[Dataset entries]
§ §

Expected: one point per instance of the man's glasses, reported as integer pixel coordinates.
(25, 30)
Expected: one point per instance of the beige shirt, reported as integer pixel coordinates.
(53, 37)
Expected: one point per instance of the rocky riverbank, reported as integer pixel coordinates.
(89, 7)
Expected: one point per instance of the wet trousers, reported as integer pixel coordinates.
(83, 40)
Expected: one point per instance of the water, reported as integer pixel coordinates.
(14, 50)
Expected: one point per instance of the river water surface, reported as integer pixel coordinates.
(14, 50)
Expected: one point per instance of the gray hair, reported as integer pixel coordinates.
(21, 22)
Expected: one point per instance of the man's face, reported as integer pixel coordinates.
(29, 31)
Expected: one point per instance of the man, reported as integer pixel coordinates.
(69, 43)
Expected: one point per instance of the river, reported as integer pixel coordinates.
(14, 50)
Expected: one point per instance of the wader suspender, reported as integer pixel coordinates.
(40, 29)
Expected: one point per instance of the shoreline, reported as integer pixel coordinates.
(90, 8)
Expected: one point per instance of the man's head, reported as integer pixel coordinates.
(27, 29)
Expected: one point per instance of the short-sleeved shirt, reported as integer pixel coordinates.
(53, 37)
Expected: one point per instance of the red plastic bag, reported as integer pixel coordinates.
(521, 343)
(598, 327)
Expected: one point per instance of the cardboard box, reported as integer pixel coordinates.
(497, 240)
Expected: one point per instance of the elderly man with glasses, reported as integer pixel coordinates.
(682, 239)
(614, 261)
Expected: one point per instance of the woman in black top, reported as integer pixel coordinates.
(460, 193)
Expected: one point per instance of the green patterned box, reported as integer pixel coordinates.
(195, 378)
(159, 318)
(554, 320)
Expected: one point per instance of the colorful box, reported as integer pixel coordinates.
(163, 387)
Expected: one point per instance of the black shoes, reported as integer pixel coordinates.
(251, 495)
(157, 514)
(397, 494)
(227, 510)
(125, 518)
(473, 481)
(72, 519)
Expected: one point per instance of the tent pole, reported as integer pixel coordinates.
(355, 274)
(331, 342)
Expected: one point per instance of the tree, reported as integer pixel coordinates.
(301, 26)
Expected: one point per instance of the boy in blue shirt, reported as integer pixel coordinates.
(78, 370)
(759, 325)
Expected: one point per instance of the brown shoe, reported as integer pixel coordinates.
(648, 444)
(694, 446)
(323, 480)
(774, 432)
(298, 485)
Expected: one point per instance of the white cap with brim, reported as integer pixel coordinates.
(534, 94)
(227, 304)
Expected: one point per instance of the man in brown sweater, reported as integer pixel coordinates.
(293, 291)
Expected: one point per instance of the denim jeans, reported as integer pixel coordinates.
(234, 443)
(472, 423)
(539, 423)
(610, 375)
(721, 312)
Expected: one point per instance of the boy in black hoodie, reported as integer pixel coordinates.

§ §

Exactly the lines from the one containing "Expected: one point per instance of the elderly" through the end of the records should be reproduced, and no others.

[Result]
Expected: one point per instance of the elderly man with glasses, reported as integer pixel coordinates.
(682, 239)
(614, 261)
Expected: one point per instance of the woman in black top, reported as integer pixel coordinates.
(460, 193)
Expected: one point per instance of the green patterned box, reported as integer pixel coordinates.
(195, 378)
(159, 318)
(554, 320)
Expected: one point per instance of the colorful box, reported as integer pixel coordinates.
(163, 387)
Expected: one point per instance of the black shoes, reported as integer pixel coordinates.
(251, 495)
(157, 514)
(397, 494)
(227, 510)
(125, 518)
(473, 481)
(72, 519)
Expected: one point per instance of the tent pole, reported as integer pixel coordinates.
(355, 274)
(331, 342)
Expected: one point per instance of the tree, reported as integer pixel coordinates.
(301, 26)
Expected: one point per instance of the boy in blue shirt, reported as integer pixel coordinates.
(78, 370)
(759, 325)
Expected: one point per instance of the brown shoe, reported as integer pixel coordinates.
(648, 444)
(694, 446)
(323, 480)
(774, 432)
(298, 485)
Expected: one point per instance of the white cap with brim, reported as integer pixel coordinates.
(534, 94)
(227, 304)
Expected: one point per instance of the man in brown sweater, reported as integer pixel coordinates.
(293, 291)
Expected: one point per instance of the denim jeans, reported as integer pixel coordinates.
(234, 443)
(472, 423)
(539, 423)
(610, 375)
(721, 312)
Expected: one point per instance of the boy in black hoodie, reported as integer pixel coordinates.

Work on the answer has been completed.